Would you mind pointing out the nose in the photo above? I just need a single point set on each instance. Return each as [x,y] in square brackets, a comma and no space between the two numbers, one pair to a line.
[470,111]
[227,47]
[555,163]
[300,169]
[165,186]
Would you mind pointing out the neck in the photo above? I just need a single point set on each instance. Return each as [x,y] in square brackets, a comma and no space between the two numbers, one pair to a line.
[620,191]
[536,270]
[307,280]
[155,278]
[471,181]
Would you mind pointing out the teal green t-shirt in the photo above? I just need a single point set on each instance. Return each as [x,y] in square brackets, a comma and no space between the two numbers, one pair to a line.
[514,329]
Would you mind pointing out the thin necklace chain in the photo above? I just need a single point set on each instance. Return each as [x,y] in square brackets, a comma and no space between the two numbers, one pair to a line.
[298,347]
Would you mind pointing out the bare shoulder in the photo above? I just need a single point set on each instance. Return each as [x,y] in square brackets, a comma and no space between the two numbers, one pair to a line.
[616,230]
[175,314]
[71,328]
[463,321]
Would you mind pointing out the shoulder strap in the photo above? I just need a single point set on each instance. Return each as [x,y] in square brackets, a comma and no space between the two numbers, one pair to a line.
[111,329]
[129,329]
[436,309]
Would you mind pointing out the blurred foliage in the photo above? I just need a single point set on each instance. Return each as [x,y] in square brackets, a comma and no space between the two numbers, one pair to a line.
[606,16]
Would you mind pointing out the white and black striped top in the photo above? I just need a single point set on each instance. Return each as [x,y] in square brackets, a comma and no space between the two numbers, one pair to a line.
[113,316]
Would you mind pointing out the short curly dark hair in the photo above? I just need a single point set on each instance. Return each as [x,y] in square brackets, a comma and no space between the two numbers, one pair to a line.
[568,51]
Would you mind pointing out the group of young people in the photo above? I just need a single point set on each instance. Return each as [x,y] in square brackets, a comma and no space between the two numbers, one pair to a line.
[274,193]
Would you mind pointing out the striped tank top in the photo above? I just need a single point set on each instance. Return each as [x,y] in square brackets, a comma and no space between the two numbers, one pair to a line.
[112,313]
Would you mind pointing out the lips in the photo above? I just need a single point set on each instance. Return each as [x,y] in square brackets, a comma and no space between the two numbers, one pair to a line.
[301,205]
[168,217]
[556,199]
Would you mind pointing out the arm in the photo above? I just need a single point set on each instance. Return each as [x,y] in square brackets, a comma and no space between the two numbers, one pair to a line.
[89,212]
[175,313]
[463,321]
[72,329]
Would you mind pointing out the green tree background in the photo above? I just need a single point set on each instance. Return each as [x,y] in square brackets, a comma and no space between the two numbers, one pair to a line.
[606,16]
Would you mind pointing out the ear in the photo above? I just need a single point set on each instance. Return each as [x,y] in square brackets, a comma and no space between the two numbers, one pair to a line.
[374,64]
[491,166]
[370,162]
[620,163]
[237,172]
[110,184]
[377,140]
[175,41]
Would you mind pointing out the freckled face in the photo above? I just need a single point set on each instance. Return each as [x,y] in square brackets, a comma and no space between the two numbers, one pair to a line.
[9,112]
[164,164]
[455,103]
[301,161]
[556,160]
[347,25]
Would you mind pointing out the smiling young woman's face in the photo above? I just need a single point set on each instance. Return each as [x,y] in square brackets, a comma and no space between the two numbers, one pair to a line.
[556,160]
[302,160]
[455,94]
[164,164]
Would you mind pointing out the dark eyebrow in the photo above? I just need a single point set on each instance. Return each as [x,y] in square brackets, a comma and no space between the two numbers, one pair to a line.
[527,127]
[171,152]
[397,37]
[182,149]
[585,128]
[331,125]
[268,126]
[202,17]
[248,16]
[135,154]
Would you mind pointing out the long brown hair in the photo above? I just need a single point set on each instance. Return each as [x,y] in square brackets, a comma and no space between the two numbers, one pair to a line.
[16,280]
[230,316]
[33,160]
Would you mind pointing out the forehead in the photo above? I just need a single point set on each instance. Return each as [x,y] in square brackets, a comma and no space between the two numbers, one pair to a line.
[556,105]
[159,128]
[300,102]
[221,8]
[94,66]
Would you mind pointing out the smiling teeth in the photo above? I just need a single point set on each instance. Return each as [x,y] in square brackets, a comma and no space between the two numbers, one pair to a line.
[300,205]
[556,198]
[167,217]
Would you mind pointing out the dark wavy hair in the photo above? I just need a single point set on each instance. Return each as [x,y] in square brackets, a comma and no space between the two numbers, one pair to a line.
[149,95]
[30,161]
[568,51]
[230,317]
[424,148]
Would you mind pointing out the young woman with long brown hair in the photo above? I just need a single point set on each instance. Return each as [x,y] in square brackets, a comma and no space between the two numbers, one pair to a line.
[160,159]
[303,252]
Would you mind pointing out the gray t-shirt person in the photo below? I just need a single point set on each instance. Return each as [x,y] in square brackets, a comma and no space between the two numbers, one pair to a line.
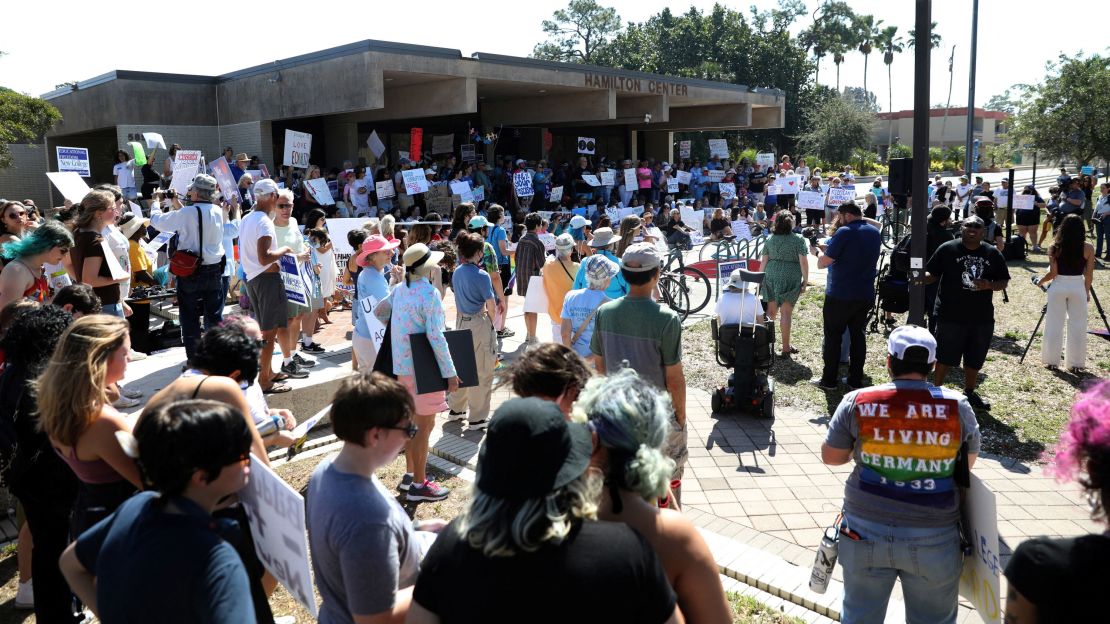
[363,549]
[905,436]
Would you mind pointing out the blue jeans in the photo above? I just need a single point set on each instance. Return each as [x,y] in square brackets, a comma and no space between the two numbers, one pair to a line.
[928,561]
[200,294]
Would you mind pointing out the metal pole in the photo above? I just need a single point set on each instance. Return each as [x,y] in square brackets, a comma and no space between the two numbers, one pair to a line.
[975,37]
[922,49]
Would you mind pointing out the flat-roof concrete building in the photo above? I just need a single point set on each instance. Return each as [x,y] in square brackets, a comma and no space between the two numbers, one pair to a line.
[341,94]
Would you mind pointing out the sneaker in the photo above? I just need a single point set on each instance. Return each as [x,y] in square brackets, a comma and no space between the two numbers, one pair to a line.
[976,401]
[294,370]
[124,403]
[427,491]
[24,596]
[304,362]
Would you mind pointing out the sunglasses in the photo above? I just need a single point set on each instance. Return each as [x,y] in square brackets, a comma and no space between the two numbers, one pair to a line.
[410,430]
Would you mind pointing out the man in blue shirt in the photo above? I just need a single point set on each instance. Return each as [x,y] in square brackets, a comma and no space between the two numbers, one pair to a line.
[849,293]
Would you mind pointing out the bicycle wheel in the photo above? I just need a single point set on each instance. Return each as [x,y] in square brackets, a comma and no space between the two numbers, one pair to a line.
[696,285]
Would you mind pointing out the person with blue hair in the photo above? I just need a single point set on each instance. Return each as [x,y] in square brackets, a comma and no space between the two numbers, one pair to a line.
[631,420]
[22,275]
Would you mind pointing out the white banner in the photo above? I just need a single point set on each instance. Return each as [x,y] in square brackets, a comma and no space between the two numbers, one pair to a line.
[278,526]
[298,149]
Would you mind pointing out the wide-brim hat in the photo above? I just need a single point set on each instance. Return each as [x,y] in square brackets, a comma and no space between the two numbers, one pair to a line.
[531,436]
[374,244]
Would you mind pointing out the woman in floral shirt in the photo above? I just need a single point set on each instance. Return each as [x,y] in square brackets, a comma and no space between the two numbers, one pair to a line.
[412,308]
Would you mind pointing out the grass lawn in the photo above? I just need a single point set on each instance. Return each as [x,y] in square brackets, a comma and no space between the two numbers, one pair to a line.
[1029,402]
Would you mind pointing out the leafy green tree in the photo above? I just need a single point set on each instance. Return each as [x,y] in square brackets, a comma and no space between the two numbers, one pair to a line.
[576,33]
[1065,116]
[23,119]
[836,128]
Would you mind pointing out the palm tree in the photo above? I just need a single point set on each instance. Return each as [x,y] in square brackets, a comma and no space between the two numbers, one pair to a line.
[891,44]
[867,33]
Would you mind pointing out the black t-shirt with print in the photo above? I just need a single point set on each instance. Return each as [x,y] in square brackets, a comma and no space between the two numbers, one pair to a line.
[957,267]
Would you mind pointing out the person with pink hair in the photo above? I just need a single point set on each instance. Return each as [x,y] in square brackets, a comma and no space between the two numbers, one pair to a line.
[1059,580]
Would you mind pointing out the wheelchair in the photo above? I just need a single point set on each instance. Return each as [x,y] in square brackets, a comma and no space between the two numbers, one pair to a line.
[749,351]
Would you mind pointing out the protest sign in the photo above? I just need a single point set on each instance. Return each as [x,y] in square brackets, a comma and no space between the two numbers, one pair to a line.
[443,143]
[298,149]
[839,195]
[384,189]
[522,181]
[375,144]
[73,159]
[185,165]
[415,181]
[296,288]
[1023,202]
[153,140]
[810,200]
[278,526]
[979,582]
[320,191]
[222,173]
[718,148]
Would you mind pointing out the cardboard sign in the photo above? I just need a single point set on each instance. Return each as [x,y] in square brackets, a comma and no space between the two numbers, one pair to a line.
[375,144]
[73,159]
[979,582]
[298,149]
[320,191]
[278,526]
[810,200]
[226,182]
[522,181]
[185,167]
[415,181]
[839,195]
[443,143]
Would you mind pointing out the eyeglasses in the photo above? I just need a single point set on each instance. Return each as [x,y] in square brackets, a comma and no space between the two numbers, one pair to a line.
[410,430]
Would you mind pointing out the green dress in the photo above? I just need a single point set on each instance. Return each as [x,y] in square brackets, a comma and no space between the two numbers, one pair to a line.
[783,280]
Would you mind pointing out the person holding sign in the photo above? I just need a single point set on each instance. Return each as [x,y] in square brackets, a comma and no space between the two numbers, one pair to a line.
[161,551]
[901,506]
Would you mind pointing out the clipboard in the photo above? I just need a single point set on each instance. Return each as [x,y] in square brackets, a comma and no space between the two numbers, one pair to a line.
[461,344]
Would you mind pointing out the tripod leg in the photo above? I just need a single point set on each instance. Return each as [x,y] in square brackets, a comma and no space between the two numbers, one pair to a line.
[1032,335]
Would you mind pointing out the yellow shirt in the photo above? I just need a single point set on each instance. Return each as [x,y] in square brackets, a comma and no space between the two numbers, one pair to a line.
[557,283]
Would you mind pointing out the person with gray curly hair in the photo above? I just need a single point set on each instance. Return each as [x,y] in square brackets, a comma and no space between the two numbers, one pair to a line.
[631,420]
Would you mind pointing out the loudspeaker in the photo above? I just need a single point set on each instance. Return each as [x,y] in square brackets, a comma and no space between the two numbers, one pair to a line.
[900,177]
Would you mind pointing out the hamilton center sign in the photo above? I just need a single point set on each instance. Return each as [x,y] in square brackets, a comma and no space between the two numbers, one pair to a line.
[634,84]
--
(Task to complete):
Leave out every line before the one containing "Would you mind pointing out the eyeglasses"; set down that line and all remaining lines of the material exactly.

(Solution to this exercise):
Would you mind pointing out the eyeglasses in the photo above? I just need a single point set on each instance. Return each as [x,y] in square brackets, a comma and no space between the two numbers, one pair to a line.
[410,430]
Would you mind pointing out the green dress in the photo above? I just need a single point set on each instance. Return each as [x,y] in square brackets, a comma and no space between the two numbers, one pair to a line.
[783,280]
Would you mind pointing out the person holding sign in the photo above? I just need a single point set on each instance. Return each as [x,y] in square brackets, a comma and no space between the two numbers, one pair to a line.
[161,551]
[901,506]
Would you mind pointing out the clipboard in the photo above? I just need a single point set on each instance. Return each as [x,y] in square brackets, a comma and no space between the two numbers, one pair to a line.
[461,344]
Would you mind pointing out the tripod leg in the photo above? I just need a single point set on each instance. Return each as [x,y] in square brackets, a comma and no space between the two numbers, one pair to a line.
[1032,335]
Would you mind pointing out the yellow shirt in the photo above? I just need a single point set on each instance. Return each as [x,y] in square brackets, a comma and no space between the two numbers, one pair to a line.
[557,283]
Would you mind pointing out the person with gray curly hair in the photo above? I just need a single point set on each instance. Return each as [x,y] in square brackets, a comma and no space between the two numbers, one pair to a line.
[631,420]
Would you mind pointing out the loudspeaker in the photo above? I just need a single point set on each instance. Return each as [x,y] in square brackets, a comma and no space between the two numbers, one pair to a line.
[900,177]
Would you mind pointing out the hamilton center sign in the photo above? I just need a single point set on each instance. Return each as [x,y] in square brackets, a comma and no space between the two numbers, one pair to a line.
[634,84]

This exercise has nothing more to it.